• REQUIRED WORK
Reproduce the rows between the line containing "of the leafy" and the line containing "pixel 175 122", inclusive, without changing a single character.

• ROWS
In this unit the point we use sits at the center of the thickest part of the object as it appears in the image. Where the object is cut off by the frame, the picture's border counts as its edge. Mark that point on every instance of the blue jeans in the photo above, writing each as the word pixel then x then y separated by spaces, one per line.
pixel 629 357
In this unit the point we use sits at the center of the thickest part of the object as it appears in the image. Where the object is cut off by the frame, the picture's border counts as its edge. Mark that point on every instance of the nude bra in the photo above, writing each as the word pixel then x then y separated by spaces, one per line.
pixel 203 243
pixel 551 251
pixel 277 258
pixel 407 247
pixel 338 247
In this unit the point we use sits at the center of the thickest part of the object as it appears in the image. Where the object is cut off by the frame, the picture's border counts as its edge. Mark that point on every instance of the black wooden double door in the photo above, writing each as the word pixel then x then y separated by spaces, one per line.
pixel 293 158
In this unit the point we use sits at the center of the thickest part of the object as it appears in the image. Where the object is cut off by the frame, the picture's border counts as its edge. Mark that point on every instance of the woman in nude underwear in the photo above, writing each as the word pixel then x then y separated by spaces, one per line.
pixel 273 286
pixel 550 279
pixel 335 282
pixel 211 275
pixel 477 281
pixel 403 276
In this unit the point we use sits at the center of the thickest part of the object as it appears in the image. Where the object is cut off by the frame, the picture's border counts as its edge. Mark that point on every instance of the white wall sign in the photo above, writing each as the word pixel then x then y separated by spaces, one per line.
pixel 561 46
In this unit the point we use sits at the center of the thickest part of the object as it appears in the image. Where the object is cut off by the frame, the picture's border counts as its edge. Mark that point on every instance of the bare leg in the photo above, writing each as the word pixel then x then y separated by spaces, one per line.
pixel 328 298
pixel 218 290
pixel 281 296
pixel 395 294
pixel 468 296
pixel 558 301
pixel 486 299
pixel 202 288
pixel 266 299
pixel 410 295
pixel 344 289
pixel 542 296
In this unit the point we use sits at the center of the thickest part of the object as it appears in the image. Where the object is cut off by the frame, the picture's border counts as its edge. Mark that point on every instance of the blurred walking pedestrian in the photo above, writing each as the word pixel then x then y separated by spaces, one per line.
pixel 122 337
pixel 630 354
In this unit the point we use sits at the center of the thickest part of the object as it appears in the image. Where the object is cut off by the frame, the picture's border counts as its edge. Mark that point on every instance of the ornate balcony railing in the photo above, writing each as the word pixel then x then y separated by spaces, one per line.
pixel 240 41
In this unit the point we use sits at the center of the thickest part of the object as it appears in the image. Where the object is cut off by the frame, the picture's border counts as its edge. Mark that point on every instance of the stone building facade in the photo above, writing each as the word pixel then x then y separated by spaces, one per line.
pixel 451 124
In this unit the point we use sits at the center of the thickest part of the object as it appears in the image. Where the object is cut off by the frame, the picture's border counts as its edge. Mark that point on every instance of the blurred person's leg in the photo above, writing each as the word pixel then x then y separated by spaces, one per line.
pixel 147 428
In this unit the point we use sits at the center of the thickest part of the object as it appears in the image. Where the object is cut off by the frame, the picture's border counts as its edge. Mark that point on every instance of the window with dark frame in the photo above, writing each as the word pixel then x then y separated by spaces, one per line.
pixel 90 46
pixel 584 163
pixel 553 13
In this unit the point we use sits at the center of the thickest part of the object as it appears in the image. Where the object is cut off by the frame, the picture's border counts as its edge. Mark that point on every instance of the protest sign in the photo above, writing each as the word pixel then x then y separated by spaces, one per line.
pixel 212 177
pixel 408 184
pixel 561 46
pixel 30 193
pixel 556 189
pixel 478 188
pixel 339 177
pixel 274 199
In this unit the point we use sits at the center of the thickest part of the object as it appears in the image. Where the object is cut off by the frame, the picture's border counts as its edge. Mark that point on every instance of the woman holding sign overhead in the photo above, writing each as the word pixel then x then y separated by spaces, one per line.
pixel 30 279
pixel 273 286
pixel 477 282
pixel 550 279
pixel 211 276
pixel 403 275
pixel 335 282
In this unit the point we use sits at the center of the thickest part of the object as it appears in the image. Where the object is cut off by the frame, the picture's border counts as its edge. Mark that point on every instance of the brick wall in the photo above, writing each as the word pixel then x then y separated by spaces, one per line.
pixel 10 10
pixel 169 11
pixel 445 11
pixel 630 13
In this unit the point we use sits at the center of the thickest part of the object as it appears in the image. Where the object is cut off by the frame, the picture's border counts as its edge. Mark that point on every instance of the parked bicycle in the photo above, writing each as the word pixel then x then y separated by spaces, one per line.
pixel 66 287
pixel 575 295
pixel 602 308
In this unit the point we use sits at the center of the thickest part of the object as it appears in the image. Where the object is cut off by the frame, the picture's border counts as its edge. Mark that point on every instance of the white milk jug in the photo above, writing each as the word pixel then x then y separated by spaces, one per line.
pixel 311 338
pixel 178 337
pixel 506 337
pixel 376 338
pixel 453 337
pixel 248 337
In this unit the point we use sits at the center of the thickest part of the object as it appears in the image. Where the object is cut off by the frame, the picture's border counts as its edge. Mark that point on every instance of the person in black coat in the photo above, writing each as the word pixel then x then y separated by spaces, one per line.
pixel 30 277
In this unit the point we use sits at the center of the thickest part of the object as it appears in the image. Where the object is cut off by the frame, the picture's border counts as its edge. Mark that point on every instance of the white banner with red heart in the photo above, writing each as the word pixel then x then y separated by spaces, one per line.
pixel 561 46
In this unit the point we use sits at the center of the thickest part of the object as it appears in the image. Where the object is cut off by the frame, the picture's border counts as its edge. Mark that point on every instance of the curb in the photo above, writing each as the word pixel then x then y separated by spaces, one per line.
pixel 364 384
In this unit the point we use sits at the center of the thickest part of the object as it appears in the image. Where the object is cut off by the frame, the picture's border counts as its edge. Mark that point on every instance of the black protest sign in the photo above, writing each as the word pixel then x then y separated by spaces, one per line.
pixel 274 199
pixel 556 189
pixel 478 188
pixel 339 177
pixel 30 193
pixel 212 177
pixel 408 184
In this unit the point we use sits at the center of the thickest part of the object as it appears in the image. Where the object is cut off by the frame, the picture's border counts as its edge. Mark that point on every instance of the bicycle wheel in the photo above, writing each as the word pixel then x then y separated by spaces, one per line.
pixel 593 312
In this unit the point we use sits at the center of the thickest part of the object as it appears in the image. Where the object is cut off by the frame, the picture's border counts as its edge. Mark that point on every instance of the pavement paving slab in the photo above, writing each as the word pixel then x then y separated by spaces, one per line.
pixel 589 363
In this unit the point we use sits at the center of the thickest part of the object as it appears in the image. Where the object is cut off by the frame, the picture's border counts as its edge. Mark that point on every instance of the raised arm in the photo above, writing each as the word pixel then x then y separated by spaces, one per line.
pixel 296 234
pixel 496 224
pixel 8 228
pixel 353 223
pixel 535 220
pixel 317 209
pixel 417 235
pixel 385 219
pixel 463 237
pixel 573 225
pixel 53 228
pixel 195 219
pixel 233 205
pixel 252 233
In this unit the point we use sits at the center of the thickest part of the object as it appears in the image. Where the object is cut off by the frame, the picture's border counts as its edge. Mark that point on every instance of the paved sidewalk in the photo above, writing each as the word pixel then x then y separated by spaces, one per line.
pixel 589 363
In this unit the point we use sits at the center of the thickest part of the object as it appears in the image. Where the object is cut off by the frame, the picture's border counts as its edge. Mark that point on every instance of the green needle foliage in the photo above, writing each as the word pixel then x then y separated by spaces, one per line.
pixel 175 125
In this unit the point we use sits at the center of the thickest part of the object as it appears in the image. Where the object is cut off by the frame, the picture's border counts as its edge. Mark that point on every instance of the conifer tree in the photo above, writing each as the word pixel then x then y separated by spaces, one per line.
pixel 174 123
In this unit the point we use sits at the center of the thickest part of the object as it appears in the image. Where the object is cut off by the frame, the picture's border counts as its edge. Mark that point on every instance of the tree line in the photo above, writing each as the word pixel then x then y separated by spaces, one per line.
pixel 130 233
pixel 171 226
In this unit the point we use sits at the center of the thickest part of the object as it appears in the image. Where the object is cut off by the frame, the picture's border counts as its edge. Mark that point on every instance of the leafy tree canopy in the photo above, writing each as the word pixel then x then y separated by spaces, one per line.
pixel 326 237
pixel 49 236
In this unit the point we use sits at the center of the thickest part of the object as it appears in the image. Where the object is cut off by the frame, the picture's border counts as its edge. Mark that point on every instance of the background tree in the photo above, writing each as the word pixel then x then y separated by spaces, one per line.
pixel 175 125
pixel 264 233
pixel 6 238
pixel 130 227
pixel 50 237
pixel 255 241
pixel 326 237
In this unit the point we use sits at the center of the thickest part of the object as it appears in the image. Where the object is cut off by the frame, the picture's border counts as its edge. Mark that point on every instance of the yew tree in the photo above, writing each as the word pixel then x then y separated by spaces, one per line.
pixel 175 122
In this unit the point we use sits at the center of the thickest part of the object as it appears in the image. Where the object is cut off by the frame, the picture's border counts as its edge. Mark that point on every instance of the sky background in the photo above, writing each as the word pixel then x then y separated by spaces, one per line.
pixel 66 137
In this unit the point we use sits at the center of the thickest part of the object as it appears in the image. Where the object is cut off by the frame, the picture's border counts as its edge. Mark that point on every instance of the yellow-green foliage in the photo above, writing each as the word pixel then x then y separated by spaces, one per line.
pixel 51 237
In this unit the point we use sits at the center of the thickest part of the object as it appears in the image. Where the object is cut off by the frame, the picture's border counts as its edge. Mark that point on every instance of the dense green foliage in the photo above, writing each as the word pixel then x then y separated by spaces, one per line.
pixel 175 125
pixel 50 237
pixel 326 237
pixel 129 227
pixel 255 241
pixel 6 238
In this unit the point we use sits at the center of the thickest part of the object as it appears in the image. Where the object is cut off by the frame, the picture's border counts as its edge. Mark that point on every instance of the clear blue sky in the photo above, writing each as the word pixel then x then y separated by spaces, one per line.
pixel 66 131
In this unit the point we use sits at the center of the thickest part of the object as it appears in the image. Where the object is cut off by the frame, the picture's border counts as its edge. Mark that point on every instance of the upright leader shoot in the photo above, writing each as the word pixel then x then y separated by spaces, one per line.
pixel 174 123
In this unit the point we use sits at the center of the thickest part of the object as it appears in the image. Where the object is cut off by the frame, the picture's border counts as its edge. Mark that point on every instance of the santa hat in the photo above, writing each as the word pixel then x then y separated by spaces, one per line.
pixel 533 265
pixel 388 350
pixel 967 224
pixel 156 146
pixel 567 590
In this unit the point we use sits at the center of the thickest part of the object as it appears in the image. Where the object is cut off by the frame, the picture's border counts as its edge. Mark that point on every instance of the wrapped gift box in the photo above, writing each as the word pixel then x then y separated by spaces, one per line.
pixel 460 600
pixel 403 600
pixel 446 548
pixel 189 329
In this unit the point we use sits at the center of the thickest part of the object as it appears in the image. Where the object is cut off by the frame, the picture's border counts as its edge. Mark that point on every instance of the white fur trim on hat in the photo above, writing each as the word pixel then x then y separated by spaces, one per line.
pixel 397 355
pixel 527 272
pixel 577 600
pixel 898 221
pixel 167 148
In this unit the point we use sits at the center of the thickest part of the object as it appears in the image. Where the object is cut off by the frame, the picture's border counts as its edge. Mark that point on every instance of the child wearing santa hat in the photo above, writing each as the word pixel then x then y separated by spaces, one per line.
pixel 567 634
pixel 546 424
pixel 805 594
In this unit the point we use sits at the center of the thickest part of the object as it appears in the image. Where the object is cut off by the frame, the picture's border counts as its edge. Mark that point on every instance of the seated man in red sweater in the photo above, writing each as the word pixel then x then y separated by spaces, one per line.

• EXERCISE RESULT
In this unit the point we use sits at the center of the thickest part of the object as it appears in the image. Where the object is cut off by the frame, the picture's border counts as its edge. Mark that point on every instance of the leafy tree canopy in the photo above, writing each as the word pixel then x then y separated by spaces, one per line.
pixel 326 237
pixel 49 236
In this unit the point we use sits at the center of the thickest part of the object as it appears in the image. Where the object is cut off by the frame, the picture's border counts as its edge. Mark that point on every instance of the background tree in the photo above, writing each as the word pixel then x then y separated by spaces, one per line.
pixel 175 125
pixel 264 233
pixel 6 238
pixel 130 227
pixel 50 237
pixel 255 241
pixel 326 237
In this unit the point we use sits at the center of the thickest part of the object as it appears in the image. Where the object is cut off by the frame, the picture's border counts as its edge. Mark that point on every instance of the yew tree in the photo above, writing each as the word pixel then x then y separated by spaces, one per line.
pixel 175 122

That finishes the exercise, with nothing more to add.